Task requirements — Reproduce exactly the lines from the top of the records below through the line holding "# set a point on every instance of the large".
[Opening Records section]
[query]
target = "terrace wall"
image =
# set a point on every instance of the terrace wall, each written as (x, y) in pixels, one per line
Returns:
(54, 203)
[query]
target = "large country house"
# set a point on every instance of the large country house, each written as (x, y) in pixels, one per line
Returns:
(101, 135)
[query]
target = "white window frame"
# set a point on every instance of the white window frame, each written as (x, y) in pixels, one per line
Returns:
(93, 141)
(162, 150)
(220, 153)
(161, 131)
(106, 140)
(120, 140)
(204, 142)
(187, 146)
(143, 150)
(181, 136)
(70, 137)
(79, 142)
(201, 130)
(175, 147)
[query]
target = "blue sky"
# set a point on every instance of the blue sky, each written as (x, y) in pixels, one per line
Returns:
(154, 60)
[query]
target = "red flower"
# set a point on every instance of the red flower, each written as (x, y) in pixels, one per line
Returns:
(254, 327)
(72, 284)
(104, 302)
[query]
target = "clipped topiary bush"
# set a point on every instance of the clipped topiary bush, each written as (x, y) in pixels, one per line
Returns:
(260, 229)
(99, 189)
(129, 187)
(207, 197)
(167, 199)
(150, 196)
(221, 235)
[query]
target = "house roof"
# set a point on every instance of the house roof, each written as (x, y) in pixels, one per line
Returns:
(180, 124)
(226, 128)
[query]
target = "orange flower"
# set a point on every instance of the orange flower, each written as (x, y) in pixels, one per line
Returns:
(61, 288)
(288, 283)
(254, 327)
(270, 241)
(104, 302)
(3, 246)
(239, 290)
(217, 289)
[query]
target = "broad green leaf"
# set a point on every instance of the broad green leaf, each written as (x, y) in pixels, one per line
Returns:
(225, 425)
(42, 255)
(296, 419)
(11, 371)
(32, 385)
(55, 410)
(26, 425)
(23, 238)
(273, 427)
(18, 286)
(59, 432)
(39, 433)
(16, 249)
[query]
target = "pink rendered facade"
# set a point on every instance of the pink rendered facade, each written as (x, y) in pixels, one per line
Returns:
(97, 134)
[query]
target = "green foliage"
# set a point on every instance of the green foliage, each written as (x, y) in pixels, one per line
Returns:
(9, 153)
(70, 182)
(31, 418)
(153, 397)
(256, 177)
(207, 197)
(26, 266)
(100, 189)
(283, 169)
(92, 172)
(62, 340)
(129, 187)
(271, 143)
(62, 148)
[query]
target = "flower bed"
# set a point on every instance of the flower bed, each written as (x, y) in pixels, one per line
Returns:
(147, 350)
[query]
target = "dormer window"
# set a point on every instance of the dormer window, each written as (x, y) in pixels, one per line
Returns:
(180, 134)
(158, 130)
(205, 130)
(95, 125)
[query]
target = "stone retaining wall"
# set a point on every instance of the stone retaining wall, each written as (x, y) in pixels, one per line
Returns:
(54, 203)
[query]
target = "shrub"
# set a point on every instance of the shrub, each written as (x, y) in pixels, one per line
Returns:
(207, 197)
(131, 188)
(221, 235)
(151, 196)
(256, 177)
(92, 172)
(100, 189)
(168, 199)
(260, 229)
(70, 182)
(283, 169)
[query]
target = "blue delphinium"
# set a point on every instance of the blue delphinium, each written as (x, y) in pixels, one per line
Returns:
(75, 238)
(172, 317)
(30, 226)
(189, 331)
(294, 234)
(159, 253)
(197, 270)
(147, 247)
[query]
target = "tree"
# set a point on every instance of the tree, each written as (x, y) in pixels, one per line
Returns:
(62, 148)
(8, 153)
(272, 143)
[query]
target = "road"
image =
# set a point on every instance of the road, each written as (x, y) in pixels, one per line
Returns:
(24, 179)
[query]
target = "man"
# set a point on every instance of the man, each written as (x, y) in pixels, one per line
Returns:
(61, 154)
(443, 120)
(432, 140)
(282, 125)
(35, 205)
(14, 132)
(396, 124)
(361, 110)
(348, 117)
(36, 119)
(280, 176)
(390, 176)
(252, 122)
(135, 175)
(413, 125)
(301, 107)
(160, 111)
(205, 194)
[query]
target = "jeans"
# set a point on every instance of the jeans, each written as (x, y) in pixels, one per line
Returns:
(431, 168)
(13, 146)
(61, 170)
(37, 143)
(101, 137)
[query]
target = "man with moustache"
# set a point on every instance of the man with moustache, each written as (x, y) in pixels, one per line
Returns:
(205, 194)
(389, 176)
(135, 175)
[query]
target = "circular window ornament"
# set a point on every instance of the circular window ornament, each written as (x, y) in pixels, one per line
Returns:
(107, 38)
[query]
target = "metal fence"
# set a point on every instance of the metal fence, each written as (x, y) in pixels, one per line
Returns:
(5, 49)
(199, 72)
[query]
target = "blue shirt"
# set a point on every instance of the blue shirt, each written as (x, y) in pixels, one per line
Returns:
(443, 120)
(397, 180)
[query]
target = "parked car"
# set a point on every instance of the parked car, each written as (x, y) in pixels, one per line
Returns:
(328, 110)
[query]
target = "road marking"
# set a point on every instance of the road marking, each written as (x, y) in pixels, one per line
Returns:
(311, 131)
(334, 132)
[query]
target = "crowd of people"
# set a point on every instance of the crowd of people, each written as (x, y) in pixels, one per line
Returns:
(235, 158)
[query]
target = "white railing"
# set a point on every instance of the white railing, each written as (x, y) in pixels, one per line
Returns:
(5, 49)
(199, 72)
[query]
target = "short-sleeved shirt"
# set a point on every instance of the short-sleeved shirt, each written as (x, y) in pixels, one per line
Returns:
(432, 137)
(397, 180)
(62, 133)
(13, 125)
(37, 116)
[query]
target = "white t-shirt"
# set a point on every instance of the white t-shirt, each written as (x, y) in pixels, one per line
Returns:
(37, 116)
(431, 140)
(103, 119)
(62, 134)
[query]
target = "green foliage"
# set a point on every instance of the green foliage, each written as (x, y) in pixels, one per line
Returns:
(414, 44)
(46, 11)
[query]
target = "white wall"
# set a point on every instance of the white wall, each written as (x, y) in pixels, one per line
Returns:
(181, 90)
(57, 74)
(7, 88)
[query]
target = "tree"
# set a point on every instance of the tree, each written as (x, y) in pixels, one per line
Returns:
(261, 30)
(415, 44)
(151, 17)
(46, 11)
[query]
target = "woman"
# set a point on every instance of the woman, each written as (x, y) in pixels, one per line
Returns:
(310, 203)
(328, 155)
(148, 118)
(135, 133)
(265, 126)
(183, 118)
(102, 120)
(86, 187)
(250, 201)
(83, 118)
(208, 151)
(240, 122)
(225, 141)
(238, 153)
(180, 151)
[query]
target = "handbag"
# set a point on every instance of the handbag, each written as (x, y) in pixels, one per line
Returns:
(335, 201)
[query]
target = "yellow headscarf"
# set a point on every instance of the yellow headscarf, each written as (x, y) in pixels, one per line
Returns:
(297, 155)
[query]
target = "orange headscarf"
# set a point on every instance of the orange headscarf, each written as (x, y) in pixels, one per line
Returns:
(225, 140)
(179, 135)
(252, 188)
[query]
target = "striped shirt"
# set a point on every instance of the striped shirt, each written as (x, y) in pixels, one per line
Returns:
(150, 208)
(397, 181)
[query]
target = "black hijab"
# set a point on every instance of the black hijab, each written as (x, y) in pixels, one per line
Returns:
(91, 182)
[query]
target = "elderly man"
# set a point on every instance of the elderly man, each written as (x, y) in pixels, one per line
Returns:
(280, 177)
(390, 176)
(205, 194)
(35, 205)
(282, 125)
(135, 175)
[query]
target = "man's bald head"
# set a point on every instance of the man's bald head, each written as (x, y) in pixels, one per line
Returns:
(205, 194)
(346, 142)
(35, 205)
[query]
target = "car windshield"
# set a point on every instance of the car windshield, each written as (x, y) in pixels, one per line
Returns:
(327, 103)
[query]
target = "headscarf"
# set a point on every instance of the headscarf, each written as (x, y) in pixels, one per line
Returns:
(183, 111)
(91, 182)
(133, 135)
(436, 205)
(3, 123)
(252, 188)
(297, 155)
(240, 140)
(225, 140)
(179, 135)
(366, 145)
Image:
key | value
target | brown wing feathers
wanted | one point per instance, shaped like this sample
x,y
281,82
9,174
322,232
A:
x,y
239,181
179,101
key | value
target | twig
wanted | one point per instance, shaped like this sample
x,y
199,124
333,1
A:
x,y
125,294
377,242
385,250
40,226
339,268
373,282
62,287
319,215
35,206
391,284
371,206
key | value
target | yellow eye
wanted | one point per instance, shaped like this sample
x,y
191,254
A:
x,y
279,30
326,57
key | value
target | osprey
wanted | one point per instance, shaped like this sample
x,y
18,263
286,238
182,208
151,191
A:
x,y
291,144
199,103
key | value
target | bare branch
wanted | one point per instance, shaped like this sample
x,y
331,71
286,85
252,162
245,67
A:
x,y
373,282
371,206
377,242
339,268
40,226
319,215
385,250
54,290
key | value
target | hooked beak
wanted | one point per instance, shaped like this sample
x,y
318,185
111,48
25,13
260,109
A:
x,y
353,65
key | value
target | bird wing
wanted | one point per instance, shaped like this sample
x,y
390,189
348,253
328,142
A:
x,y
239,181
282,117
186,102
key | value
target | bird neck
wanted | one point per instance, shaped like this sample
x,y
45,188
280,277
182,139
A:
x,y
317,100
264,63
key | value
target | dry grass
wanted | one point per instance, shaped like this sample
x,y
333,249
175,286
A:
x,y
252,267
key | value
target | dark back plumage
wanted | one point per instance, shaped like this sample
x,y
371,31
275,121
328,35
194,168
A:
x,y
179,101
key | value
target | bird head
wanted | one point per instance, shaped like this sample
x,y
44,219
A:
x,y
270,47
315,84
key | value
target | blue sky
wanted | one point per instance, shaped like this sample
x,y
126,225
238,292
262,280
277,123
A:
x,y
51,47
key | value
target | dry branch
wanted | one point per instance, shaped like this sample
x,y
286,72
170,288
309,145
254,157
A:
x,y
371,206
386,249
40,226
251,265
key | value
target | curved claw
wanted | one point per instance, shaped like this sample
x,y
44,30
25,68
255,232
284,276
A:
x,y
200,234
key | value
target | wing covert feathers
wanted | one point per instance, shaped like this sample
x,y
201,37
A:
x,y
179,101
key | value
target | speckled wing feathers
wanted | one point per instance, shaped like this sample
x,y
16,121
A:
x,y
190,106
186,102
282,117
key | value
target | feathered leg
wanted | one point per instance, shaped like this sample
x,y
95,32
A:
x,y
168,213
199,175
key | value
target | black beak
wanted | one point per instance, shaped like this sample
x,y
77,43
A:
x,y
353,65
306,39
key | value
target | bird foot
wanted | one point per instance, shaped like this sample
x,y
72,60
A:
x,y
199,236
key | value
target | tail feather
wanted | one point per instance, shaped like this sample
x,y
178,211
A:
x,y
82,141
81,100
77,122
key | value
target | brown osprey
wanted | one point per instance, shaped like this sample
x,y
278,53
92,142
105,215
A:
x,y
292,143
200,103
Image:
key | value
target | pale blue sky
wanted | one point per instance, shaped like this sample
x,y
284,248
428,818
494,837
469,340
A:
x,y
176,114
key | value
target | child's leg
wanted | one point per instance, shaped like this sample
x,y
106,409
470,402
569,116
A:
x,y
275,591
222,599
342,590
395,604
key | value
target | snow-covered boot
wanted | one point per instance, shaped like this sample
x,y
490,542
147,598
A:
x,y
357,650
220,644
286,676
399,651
[Closing Records section]
Your response —
[query]
target = "terrace wall"
image =
# set a point on every instance of the terrace wall, each written as (x, y) in pixels, one per line
Returns:
(54, 203)
[query]
target = "large country house"
# set a point on every instance of the large country house, each written as (x, y) in pixels, one per line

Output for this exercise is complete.